Records supplied -

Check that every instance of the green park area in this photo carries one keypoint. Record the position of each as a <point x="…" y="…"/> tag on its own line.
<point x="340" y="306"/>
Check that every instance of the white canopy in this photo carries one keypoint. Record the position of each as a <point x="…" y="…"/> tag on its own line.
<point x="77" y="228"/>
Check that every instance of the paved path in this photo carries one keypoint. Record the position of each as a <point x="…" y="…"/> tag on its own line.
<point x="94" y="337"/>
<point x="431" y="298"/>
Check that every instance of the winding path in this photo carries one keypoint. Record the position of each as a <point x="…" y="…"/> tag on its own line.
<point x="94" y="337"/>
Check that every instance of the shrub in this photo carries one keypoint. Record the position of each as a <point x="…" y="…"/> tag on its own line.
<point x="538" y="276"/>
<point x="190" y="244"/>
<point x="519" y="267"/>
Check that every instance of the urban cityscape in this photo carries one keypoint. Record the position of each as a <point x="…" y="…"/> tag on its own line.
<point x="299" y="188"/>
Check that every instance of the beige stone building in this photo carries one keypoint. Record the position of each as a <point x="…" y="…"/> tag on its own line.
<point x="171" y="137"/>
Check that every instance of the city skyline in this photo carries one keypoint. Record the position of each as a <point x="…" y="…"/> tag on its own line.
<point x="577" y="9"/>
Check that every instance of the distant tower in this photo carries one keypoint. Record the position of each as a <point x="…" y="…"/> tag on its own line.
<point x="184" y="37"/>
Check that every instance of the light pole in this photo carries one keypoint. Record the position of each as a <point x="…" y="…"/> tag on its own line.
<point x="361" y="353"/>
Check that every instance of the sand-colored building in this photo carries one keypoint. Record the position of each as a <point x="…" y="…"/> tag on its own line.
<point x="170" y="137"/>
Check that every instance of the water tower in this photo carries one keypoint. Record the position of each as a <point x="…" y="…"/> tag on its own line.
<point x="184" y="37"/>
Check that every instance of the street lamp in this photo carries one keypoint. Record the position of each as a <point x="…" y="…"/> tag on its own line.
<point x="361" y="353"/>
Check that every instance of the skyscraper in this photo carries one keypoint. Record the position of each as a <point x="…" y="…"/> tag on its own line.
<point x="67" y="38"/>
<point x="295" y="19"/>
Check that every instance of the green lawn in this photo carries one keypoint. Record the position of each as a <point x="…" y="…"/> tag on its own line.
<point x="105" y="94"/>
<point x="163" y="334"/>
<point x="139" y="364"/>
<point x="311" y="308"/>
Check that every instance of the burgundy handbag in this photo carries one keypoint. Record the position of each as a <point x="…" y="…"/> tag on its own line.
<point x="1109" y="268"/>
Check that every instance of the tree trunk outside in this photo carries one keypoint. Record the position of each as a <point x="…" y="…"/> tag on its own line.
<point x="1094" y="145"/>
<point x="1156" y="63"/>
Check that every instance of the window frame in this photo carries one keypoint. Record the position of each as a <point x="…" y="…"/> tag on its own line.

Exercise -
Retype the listing. Match it exactly.

Completed exercise -
Check that every instance of the green park area in this photo carries one keypoint. Record the position of each as a <point x="…" y="…"/> tag on its own line.
<point x="340" y="306"/>
Check that every instance of the white canopy in this photo carries one keypoint. Record the position of each as a <point x="…" y="…"/> tag on its own line.
<point x="77" y="228"/>
Check that every instance of the paved path in this photo carries one keypoint. Record the position of each as a <point x="…" y="…"/> tag on its own line.
<point x="94" y="337"/>
<point x="431" y="298"/>
Check that every instance of the winding path in this photo carries one keypoint. Record the position of each as a <point x="…" y="…"/> tag on its own line.
<point x="94" y="337"/>
Check that every instance of the shrub in this photo carries one keypoint. Record the position of each as a <point x="…" y="…"/> tag on its own line.
<point x="538" y="276"/>
<point x="190" y="244"/>
<point x="519" y="267"/>
Check that every instance of the urban cityscape in this photo carries one keypoint. Record the position of each as a <point x="…" y="…"/> tag on its own line.
<point x="299" y="188"/>
Check that every instance of the beige stone building in this photo carries one keypoint. Record the position of each as a <point x="…" y="…"/> tag on its own line.
<point x="171" y="137"/>
Check that every instance of the city skyline in this photo carries one keypoint. Record the position of each as a <point x="…" y="…"/> tag on its own line.
<point x="577" y="9"/>
Check that every instance of the distant tower in this photo carries one keypoint. Record the position of each as a <point x="…" y="…"/> tag on its own line.
<point x="184" y="37"/>
Check that every instance of the light pole in this photo carries one keypoint. Record the position of each as a <point x="…" y="…"/> tag on its own line.
<point x="361" y="353"/>
Check that every instance of the sand-colored building in this photo carries one keypoint. Record the position of each as a <point x="…" y="…"/> tag on its own line.
<point x="170" y="137"/>
Check that every instance of the water tower in this photo carries one keypoint. Record the position of each as a <point x="…" y="…"/> tag on its own line.
<point x="184" y="37"/>
Check that every instance of the street lamp in this photo carries one keypoint. Record the position of each as a <point x="…" y="…"/> tag on its own line.
<point x="361" y="353"/>
Check that every instance of the skyscraper in this photo carries one keypoint. Record the position of each as a <point x="…" y="…"/> tag on its own line.
<point x="67" y="38"/>
<point x="295" y="19"/>
Check that every instance of the green lawn in this photo carries one keypoint. Record the position of each as a <point x="…" y="…"/> tag on its own line.
<point x="105" y="94"/>
<point x="163" y="334"/>
<point x="139" y="364"/>
<point x="311" y="308"/>
Check that every instance of the burgundy handbag in this photo carries one keypoint. Record the position of each as a <point x="…" y="…"/> tag on its own line.
<point x="1109" y="268"/>
Check that every instance of the tree trunk outside in this photo carries one keypoint. Record the position of each as a <point x="…" y="…"/> tag on its own line.
<point x="1094" y="145"/>
<point x="1156" y="63"/>
Check that every instance of the window frame in this photo carries one keypoint. Record the position of each as a <point x="…" y="…"/> tag on its own line.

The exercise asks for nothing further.